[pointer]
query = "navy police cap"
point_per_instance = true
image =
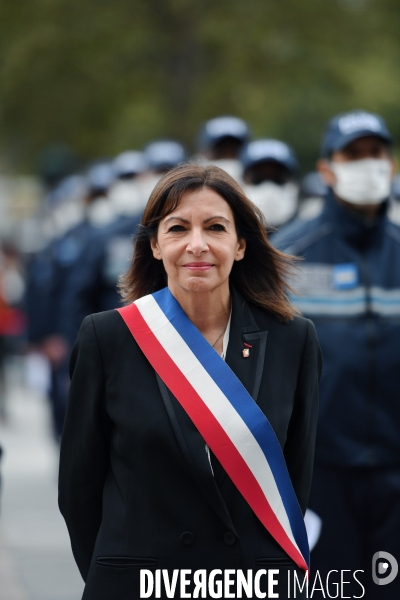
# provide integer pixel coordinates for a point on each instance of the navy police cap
(130, 162)
(162, 154)
(347, 127)
(269, 150)
(219, 128)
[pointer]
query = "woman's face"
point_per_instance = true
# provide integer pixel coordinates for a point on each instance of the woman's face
(198, 243)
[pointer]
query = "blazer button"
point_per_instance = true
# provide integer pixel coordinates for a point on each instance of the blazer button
(229, 538)
(187, 538)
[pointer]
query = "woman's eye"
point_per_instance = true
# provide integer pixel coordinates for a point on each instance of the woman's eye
(176, 228)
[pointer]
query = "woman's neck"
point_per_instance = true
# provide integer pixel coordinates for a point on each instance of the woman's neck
(208, 311)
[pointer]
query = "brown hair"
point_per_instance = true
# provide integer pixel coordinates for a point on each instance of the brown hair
(259, 276)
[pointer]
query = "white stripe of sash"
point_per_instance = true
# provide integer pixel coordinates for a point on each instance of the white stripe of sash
(218, 404)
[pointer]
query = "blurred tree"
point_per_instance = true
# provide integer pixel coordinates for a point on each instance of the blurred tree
(105, 75)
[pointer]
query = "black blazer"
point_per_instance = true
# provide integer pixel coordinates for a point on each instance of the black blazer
(136, 487)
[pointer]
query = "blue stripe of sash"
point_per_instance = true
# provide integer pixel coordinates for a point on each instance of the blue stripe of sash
(243, 403)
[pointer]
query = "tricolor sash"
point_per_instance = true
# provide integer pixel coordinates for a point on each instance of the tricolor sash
(229, 420)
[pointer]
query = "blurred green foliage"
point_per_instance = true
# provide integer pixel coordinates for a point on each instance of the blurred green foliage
(106, 75)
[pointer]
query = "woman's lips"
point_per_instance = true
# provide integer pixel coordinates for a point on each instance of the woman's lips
(198, 266)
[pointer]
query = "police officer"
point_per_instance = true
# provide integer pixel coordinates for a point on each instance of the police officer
(349, 286)
(160, 156)
(126, 194)
(270, 171)
(221, 140)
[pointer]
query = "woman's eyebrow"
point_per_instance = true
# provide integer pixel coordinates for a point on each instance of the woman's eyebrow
(177, 218)
(205, 220)
(216, 217)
....................
Work to be completed -
If a record holds a picture, leave the picture out and print everything else exactly.

Problem solution -
[pointer]
query = "navy police cap"
point_per_instance = true
image =
# provide integer pixel coordinates for a point on each instance of the navy police cap
(130, 162)
(162, 154)
(347, 127)
(269, 150)
(219, 128)
[pointer]
query = "woman's face"
point_per_instance = true
# provide integer pixel coordinates for a point on each instance of the woman's face
(198, 243)
[pointer]
query = "blazer button"
point_per_instance = true
# provide integer pixel coordinates for a point on each instance of the blazer button
(229, 538)
(187, 538)
[pointer]
query = "woman's eye"
point_per_instance = true
# provide integer pixel coordinates for a point on each instance of the woman's eye
(176, 228)
[pointer]
query = "woman's neck"
point_per_instance = true
# provide integer pixel coordinates for a point on each instance of the woman's neck
(208, 311)
[pointer]
query = "brown hair"
point_per_instance = true
# provide integer pixel coordinates for a point on each instance of the brown hair
(259, 276)
[pointer]
query = "white stripe of sash"
point_per_instance = true
# provide integer pixel coordinates for a point on each instance of the white stripe of sash
(218, 404)
[pointer]
query = "blurred tree"
point_per_instance = true
# provide integer pixel coordinates for a point on each instance of the blurred tree
(105, 75)
[pointer]
query = "black blazer"
point_per_instance = true
# provide integer pixel coordinates for a point on each instance of the black blazer
(136, 487)
[pointer]
query = "blue stripe of sash"
point_per_instance = true
# provide integer pixel coordinates for a point on each instance of the blue stripe of sash
(243, 403)
[pointer]
query = "tricolor sash"
point_per_instance = true
# provide integer pixel coordinates for a point on each instance of the tricolor sash
(229, 420)
[pointer]
query = "blurred green foliage"
point_per_instance = true
# provide integer pixel coordinates for a point on each instance of the blurred green foliage
(106, 75)
[pointer]
query = "woman's lips"
point_per_instance = true
# provide integer pixel coordinates for a point on each instance of the woman's lips
(198, 266)
[pointer]
query = "police officer"
point_per_instance = true
# provide integer pixel coordinates for a point on each instance of the police officer
(349, 286)
(160, 156)
(126, 194)
(270, 171)
(221, 140)
[pointer]
query = "woman's eyebrow"
point_per_instance = true
# provide integer pixel coordinates for a point on each instance of the woman's eyebrow
(177, 218)
(205, 220)
(216, 217)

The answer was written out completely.